→ PROVIDED PASSAGE:
******************************

This is the code I used during my analysis.
library(TCGAbiolinks) library(edgeR)
query = GDCquery(project = "TCGA-COAD", data.category = "Transcriptome Profiling", data.type = "Gene Expression Quantification", workflow.type = "HTSeq - Counts", barcode = c(subtype1.patients$IDs,Normal$IDs)) GDCdownload(query) # Save in matrix form exp_subtype1_NORMAL_SE = GDCprepare(query=query, save=TRUE, save.filename = "exp_subtype1_NORMAL.rda", summarizedExperiment = FALSE) exp_subtype1_NORMAL_SE = exp_subtype1_NORMAL_SE[-c(1:5),] rownames(exp_subtype1_NORMAL_SE) = exp_subtype1_NORMAL_SE$X1 exp_subtype1_NORMAL_SE = exp_subtype1_NORMAL_SE[,-1] #Define groups and model matrix groups = factor(c(rep("subtype1", 83), rep("normal",41))) groups = relevel(groups, ref = "normal") design = model.matrix(~groups, y$samples) #Convert to DGEList y1 <- DGEList(counts=exp_subtype1_NORMAL_SE,genes = rownames(exp_subtype1_NORMAL_SE), group = groups) # Filter out low expressed genes keep <- rowSums(cpm(y1)>1) >= 2 y1 <- y1[keep, , keep.lib.sizes=FALSE] y1 <- calcNormFactors(y1) y1 <- estimateDisp(y1) et1 <- exactTest(y1) tt1 <- topTags(et, n=nrow(y), p.value=0.05)
Here is the first three columns of the expression matrix used in the start of the analysis.
head(exp_subtype1_NORMAL_SE)[,1:3] TCGA-AA-3815-01A-01R-1022-07 TCGA-AA-A02R-01A-01R-A00A-07 TCGA-CK-4951-01A-01R-1410-07 ENSG00000000003.13 2449 1040 6513 ENSG00000000005.5 6 0 8 ENSG00000000419.11 487 450 959 ENSG00000000457.12 269 223 307 ENSG00000000460.15 177 174 246 ENSG00000000938.11 331 415 324
Hope I have provided everything needed.
Thank you in advance.
R.
Hi Aaron,
Thanks for your comment. The patients groups I am analyzing are grouped together according to their molecular subtypes (that themselves are defined based on expression data), so I would assume that this reduces the variability across the samples. Please correct me if I am wrong.

******************************

→ SUPPLIED MATERIAL:
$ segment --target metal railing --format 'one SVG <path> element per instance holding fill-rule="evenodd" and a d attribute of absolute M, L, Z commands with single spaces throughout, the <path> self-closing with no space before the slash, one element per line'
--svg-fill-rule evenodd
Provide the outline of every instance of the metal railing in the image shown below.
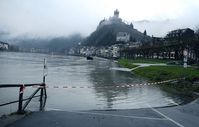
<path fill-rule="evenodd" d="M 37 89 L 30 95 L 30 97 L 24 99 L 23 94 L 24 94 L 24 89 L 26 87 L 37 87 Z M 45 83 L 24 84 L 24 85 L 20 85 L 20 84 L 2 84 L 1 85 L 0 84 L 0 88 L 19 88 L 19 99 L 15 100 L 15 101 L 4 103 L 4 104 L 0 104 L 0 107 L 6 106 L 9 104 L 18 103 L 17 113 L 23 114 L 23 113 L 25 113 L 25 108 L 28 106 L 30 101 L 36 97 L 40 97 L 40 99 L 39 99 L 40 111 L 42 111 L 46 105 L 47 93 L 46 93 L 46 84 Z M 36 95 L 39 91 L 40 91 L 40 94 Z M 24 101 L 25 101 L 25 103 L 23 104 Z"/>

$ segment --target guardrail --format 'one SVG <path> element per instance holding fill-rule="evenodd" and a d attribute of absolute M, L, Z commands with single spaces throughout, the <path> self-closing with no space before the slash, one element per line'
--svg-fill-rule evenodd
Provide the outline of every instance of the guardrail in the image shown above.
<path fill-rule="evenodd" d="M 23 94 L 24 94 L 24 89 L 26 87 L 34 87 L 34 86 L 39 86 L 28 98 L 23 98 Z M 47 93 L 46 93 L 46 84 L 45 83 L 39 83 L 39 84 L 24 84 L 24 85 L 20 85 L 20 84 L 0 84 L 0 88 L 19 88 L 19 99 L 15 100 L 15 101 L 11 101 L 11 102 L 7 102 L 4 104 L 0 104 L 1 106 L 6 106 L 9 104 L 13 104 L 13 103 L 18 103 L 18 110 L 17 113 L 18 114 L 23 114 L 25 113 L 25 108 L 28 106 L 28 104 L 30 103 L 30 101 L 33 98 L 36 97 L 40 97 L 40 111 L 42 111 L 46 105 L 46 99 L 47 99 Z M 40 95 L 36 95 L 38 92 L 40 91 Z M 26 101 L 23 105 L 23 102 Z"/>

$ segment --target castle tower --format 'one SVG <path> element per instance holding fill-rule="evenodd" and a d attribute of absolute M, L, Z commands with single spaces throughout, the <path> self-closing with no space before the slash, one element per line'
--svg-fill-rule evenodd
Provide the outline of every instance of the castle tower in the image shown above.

******************************

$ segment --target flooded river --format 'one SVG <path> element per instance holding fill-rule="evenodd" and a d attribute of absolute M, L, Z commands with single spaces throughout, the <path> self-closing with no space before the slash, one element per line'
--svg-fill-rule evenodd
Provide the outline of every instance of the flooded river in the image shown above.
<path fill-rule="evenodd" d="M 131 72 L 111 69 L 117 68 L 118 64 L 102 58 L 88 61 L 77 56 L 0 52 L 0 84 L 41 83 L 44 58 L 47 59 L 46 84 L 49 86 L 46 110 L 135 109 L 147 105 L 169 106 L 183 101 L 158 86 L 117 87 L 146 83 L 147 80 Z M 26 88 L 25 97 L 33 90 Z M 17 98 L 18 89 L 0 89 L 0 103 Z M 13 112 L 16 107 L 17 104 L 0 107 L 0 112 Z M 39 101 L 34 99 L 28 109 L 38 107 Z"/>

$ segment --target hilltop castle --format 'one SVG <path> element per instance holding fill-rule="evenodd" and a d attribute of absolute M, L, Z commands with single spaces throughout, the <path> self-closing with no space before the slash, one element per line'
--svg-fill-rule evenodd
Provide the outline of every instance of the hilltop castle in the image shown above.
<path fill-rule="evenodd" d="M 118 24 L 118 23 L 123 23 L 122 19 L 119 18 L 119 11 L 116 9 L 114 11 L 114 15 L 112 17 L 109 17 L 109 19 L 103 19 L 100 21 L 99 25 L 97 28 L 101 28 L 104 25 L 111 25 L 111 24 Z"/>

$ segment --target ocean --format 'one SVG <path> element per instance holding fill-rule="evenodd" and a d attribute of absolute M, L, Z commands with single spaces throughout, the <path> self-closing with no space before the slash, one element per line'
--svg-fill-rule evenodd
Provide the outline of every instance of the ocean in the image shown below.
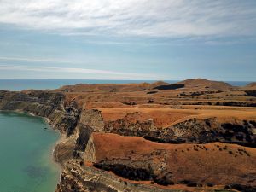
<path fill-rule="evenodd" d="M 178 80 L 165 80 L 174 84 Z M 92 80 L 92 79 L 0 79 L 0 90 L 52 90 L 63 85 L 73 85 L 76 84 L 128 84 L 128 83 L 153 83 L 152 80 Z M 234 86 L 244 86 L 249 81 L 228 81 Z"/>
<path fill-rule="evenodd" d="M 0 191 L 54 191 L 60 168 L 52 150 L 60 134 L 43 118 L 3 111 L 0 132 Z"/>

******************************

→ EXERCISE:
Using the TCGA-COAD analysis post, answer yes or no for each statement and quote the deciding words: (a) The query requests the workflow type "HTSeq - Counts". (b) The groups factor labels 83 samples as normal. (c) A gene is kept only if its CPM is above 1 in at least two samples. The entries play no role here.

→ SOLVED EXERCISE:
(a) Yes: "workflow.type = "HTSeq - Counts""
(b) No: "rep("subtype1", 83), rep("normal",41)"
(c) Yes: "keep <- rowSums(cpm(y1)>1) >= 2"